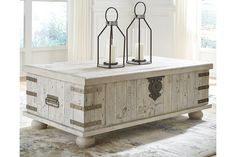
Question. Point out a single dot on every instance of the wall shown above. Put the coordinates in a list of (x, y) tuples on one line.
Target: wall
[(160, 16), (44, 57)]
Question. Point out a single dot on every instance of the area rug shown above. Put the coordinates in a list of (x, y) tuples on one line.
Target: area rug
[(174, 137)]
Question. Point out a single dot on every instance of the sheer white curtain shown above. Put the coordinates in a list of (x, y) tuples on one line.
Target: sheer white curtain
[(186, 29), (79, 30)]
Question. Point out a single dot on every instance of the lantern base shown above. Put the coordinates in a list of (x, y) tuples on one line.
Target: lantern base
[(138, 62)]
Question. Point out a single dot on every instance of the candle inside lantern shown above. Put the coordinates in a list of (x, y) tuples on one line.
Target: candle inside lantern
[(141, 51), (113, 52)]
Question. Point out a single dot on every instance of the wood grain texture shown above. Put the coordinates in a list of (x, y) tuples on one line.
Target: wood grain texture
[(89, 74), (92, 99)]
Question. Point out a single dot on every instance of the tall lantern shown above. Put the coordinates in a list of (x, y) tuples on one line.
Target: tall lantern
[(141, 41), (111, 48)]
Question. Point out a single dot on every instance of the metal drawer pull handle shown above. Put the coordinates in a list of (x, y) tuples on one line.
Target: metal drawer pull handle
[(52, 101)]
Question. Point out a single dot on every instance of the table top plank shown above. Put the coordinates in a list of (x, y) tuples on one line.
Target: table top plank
[(91, 74)]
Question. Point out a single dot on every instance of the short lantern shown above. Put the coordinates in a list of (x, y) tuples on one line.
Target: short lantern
[(110, 48), (141, 40)]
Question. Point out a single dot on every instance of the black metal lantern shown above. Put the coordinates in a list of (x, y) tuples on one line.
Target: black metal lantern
[(141, 44), (111, 61)]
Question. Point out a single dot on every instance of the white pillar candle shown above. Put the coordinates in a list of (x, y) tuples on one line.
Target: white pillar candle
[(113, 52), (141, 51)]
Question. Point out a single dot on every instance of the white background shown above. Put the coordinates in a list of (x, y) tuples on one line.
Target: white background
[(9, 78)]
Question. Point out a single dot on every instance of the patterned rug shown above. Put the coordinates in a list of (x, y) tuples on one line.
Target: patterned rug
[(174, 137)]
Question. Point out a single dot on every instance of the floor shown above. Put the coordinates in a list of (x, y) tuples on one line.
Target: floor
[(154, 139)]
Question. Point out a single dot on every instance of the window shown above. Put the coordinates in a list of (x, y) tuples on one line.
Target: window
[(22, 24), (208, 24), (49, 24), (45, 24)]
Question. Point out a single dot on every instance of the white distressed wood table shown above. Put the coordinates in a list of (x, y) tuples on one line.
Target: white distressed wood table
[(86, 101)]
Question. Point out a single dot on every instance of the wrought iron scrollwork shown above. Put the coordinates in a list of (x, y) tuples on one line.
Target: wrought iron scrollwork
[(155, 86)]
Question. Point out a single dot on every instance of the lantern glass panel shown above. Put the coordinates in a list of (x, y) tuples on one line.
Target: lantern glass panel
[(144, 40), (117, 47)]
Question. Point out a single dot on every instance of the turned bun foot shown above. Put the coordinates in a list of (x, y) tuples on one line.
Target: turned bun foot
[(196, 115), (38, 125), (85, 142)]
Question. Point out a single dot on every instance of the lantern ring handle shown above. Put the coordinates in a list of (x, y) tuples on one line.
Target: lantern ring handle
[(107, 12), (135, 8)]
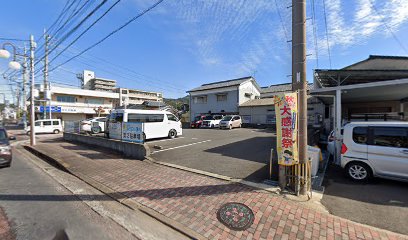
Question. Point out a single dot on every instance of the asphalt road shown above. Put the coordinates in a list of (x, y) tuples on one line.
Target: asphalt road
[(239, 153), (37, 207), (380, 203)]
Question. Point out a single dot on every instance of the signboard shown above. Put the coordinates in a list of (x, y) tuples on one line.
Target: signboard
[(246, 119), (115, 130), (53, 109), (132, 132), (287, 128)]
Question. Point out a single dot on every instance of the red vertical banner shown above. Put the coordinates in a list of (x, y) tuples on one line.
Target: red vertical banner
[(286, 128)]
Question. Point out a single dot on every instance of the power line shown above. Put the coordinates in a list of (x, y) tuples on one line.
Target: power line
[(327, 32), (389, 29), (86, 30), (76, 27), (110, 34), (282, 23), (315, 33)]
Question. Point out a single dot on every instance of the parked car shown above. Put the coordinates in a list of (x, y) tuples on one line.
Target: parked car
[(331, 141), (93, 125), (198, 120), (230, 122), (375, 149), (5, 148), (157, 123), (46, 126), (211, 121)]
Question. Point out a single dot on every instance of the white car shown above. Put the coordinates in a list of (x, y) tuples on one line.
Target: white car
[(375, 149), (93, 125), (46, 126), (211, 121)]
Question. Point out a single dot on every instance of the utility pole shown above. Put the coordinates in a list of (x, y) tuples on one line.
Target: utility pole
[(32, 109), (46, 38), (299, 82), (24, 88)]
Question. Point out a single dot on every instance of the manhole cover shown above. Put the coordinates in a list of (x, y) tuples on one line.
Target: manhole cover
[(236, 216)]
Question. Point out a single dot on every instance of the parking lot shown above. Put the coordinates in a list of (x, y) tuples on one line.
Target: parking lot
[(379, 202), (238, 153)]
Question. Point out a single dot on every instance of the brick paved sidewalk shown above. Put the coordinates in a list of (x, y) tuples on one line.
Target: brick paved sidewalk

------------------------

→ **Written instruction**
Starting at the line that contains "the lantern ring" and ending at the line that contains "[(239, 153), (37, 207), (380, 203)]", write those lines out again with 16 added to every coordinate in the answers and all other text kept as it is. Leave the pictures out.

→ **Completed exercise**
Question. Point out a single dot on every instance of the lantern ring handle shown above. Put the coordinates in a list of (x, y) tuples on one line.
Target: lantern ring handle
[(123, 28), (151, 24)]
Question. Point out a single dot on every instance of the asphalt road shown above. Put the coordinates in a list of (x, y) tuples on one line.
Target: asphalt road
[(255, 169), (53, 223), (396, 219)]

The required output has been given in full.